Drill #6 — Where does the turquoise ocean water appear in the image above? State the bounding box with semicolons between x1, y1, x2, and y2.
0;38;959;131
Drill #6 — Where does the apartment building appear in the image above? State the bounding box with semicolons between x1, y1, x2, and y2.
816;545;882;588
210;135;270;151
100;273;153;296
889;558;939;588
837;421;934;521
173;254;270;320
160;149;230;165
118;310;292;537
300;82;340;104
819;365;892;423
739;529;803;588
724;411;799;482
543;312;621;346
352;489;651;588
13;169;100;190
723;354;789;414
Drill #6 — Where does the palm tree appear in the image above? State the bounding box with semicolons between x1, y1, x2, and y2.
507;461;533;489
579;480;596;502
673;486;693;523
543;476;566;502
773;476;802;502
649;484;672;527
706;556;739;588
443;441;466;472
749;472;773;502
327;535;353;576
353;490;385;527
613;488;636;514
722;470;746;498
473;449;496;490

##############################

▶ **TASK GOAL**
Copy every line of the material above word for word, keeping the lines in their original order.

▶ **EXERCISE RESPONSE**
Drill #6 — Where does the turquoise ocean water appear in the image above? State the bounding box with semicolons between x1, y1, x2, and y2.
0;38;959;131
Drill #6 — Where does the apartment building appear in the image above? State the bounding box with semicolons between x1, y1, x2, and y2.
816;545;882;588
210;135;270;151
100;273;153;296
889;558;939;588
837;421;934;521
173;254;270;320
160;149;230;165
118;310;292;537
300;82;340;104
819;365;892;423
739;529;803;588
724;411;799;482
543;312;621;346
352;489;651;588
13;169;100;190
723;354;789;414
Drill #6 — Where does the palm tree appear in the image above? State the bounding box with semicolons between x1, y1, x2, and y2.
507;461;533;489
579;480;596;502
673;486;693;523
543;476;566;502
773;476;802;502
649;484;672;527
706;556;739;588
443;441;466;472
749;472;773;502
327;535;353;576
353;490;385;527
613;488;636;514
722;470;746;498
473;449;496;490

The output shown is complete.